*Exercise:*
Write the next part of the piece about how long short stories should be, picking up right after its final sentence.
*** Opening Provided passage ***
I have mostly been a guy who either loves poetry or full-length novels. I seldom spent time in reading, seriously, the short stories – a genre that has seemingly betrayed itself by pushing the length of the literary production almost to the length of a novella. For examples, just bring into your mind the length of the short stories written by Jhumpa Lahiri in her collections Interpreter of Maladies or Unaccustomed Earth. You will be surprised because the length runs more than 50-60 pages and sometimes more for even one story. Is that good? Personally, I won’t engage with something in the form of a short story with such a length. Nevertheless, if the stories are too good, gripping and wonderful, things are different. If you are interested in knowing more about Jhumpa Lahiri’s second collection, you can read this: Unaccustomed Earth Review.

Short stories, I think, must be short. Otherwise, the complete essence of this genre is lost. You cannot pull the strings up to 100 pages and still call your composition a short story. As I said earlier, it betrays the very soul of this genre. I still remember the short stories that I liked, maybe by Chanakya or maybe by Aesop. Not more than a few hundred words and sometimes not more than just one page! Isn’t this wonderful? You begin something and end something with a moral lesson and the readers are happy. That’s what I want!
*** Closing Provided passage ***
*** Opening Source information ***
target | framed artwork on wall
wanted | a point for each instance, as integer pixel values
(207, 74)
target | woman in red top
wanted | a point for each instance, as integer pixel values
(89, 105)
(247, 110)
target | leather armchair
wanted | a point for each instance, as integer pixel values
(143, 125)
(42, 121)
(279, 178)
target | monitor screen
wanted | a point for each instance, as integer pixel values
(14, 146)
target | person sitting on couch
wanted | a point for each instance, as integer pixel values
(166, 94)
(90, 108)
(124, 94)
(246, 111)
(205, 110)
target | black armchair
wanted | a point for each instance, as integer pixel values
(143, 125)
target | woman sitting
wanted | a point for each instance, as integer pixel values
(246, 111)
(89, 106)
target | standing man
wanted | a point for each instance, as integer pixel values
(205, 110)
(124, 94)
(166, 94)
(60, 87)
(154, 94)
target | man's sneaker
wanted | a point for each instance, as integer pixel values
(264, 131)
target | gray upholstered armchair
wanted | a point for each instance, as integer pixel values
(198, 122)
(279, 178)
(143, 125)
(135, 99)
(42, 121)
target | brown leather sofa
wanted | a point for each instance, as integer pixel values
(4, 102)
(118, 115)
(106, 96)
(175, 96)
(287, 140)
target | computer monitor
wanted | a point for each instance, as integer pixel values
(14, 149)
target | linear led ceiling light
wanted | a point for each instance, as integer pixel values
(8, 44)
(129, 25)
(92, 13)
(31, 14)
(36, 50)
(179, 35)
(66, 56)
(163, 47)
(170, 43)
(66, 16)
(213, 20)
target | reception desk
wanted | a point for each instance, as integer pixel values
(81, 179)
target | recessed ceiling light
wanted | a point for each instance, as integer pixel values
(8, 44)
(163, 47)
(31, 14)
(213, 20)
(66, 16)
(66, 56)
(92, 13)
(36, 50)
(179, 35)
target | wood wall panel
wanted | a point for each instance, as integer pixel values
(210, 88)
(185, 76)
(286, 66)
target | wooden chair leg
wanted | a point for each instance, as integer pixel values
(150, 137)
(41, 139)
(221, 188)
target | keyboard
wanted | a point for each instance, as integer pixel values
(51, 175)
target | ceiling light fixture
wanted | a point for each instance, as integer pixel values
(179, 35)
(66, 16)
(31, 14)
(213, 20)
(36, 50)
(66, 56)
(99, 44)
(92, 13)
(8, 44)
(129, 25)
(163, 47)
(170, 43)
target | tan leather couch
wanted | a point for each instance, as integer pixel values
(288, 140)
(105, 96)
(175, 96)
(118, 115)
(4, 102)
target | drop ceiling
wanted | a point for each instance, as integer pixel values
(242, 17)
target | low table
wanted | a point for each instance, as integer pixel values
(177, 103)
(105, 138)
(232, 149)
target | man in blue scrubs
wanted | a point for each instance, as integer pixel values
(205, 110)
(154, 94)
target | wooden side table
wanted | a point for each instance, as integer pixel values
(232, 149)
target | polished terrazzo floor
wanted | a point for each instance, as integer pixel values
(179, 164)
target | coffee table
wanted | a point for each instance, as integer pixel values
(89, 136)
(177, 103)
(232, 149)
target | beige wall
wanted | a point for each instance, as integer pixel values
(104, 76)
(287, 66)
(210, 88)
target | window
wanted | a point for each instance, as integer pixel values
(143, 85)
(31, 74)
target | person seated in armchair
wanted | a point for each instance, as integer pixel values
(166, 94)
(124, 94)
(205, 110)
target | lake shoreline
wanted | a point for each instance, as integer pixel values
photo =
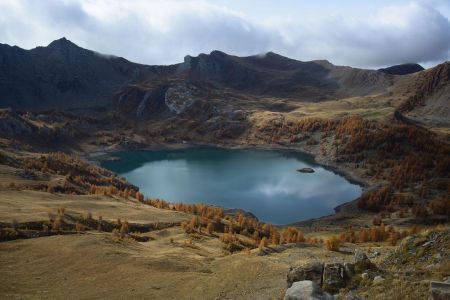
(324, 162)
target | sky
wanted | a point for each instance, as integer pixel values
(366, 34)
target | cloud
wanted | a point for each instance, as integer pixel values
(163, 32)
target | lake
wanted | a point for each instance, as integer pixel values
(263, 182)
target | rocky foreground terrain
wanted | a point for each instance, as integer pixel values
(70, 229)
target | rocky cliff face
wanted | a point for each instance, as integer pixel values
(63, 75)
(429, 98)
(402, 69)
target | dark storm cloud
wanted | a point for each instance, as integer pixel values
(161, 32)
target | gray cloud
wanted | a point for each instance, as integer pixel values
(162, 32)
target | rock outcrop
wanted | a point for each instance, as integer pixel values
(362, 262)
(332, 277)
(306, 290)
(312, 272)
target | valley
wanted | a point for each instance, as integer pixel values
(89, 233)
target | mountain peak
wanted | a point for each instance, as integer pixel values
(62, 43)
(402, 69)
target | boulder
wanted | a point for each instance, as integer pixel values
(378, 280)
(349, 271)
(312, 271)
(333, 277)
(362, 262)
(306, 290)
(352, 296)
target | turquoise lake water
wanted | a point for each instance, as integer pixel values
(263, 182)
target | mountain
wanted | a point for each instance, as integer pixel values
(63, 75)
(403, 69)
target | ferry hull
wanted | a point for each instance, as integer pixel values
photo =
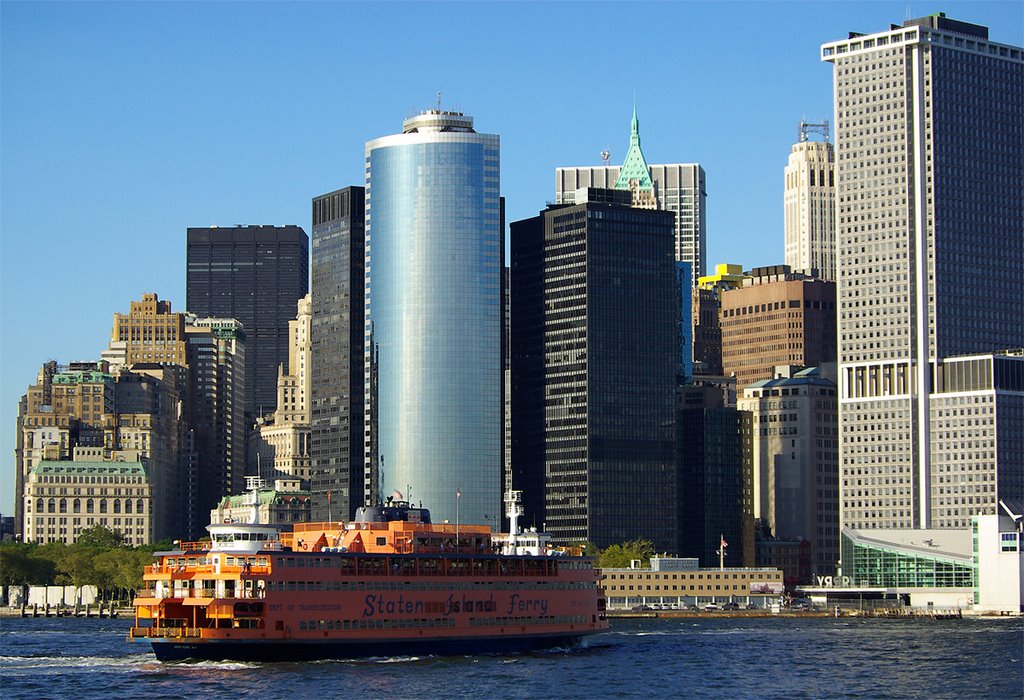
(294, 650)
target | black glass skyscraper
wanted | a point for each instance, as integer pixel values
(337, 406)
(595, 354)
(254, 274)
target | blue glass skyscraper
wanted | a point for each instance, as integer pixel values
(433, 262)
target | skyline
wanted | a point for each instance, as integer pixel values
(121, 125)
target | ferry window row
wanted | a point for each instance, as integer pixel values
(773, 575)
(308, 625)
(691, 586)
(547, 619)
(424, 585)
(383, 566)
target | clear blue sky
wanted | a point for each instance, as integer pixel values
(124, 123)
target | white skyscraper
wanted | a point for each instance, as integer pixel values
(930, 227)
(810, 205)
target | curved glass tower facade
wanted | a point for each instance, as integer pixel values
(433, 316)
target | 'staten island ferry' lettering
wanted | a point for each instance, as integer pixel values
(389, 582)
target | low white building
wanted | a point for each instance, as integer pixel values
(999, 560)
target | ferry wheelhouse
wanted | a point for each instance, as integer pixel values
(388, 582)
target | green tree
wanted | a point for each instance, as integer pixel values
(620, 556)
(99, 537)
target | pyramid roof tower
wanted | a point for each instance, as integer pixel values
(635, 167)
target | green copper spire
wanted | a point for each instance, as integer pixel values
(635, 166)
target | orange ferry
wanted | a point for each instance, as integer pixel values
(388, 583)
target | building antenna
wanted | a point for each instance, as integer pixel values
(806, 128)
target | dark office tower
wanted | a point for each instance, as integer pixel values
(595, 353)
(336, 409)
(254, 274)
(712, 465)
(930, 228)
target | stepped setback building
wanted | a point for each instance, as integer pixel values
(810, 206)
(679, 188)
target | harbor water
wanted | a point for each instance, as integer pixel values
(655, 658)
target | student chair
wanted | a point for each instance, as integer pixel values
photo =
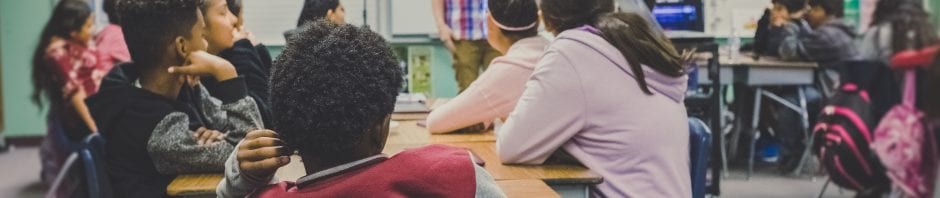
(700, 142)
(66, 184)
(83, 174)
(92, 155)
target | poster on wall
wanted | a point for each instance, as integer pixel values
(419, 67)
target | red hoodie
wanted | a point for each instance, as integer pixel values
(432, 171)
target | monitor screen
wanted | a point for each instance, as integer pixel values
(677, 16)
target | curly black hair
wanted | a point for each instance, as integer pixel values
(150, 26)
(332, 86)
(515, 13)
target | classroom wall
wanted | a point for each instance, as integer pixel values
(21, 22)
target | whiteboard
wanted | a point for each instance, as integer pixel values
(412, 17)
(742, 15)
(268, 20)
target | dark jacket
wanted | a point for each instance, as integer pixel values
(149, 136)
(252, 65)
(832, 42)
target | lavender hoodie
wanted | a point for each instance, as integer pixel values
(582, 97)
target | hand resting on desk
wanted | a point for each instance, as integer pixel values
(261, 154)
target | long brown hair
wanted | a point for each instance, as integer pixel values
(628, 32)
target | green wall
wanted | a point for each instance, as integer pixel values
(21, 22)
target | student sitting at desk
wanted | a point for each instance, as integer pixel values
(513, 31)
(767, 42)
(66, 68)
(229, 40)
(609, 91)
(892, 18)
(822, 37)
(333, 93)
(151, 136)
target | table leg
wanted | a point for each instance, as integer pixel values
(758, 92)
(809, 138)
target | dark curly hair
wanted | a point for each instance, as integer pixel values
(332, 85)
(515, 13)
(150, 26)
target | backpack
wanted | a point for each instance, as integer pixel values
(901, 140)
(842, 137)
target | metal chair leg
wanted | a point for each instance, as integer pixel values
(755, 133)
(825, 185)
(807, 133)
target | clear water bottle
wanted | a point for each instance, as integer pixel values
(734, 45)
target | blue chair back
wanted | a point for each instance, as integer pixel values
(92, 156)
(700, 143)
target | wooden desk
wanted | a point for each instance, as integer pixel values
(408, 132)
(515, 179)
(526, 188)
(551, 174)
(204, 186)
(770, 71)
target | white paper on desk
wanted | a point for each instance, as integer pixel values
(411, 103)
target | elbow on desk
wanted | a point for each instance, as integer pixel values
(512, 154)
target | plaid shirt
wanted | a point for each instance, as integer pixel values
(467, 18)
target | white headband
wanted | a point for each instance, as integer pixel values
(515, 29)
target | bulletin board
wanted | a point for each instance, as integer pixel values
(412, 17)
(741, 15)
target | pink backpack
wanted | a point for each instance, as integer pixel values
(907, 151)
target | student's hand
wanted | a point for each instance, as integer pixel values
(447, 38)
(472, 129)
(201, 63)
(206, 136)
(242, 33)
(261, 153)
(779, 16)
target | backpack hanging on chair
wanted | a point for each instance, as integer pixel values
(900, 140)
(842, 137)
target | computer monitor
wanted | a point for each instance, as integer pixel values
(681, 15)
*** Closing Source information ***
*Reply:*
However, the authors today have been confusing themselves about the genres of literature. Poetry has become prose with length and form and prose seems to act like poetry with the use of literary ornaments and all the embellishments that you would otherwise see in lyrical poetry. This shift in the forms, while you may disagree, is there and it has tried to corrupt the very soul of literature which is not true at all. You cannot engage with something like this. I am still waiting for the authors of the day to realise that they have to keep things short if they have opted for it. If you write a 150-page short story, you are not doing anything good for yourself and neither for the readers.

With time, we do need evolution in forms of things. Literature must not be untouched of it and has never been. Unfortunately, we have come a long way from the creations like Ramayan and Ramcharitmanas, Mahabharat and Gita, Abhigyan Shakuntlama and Kumar Sambhavam to today’s literature… was it worth? Think about it.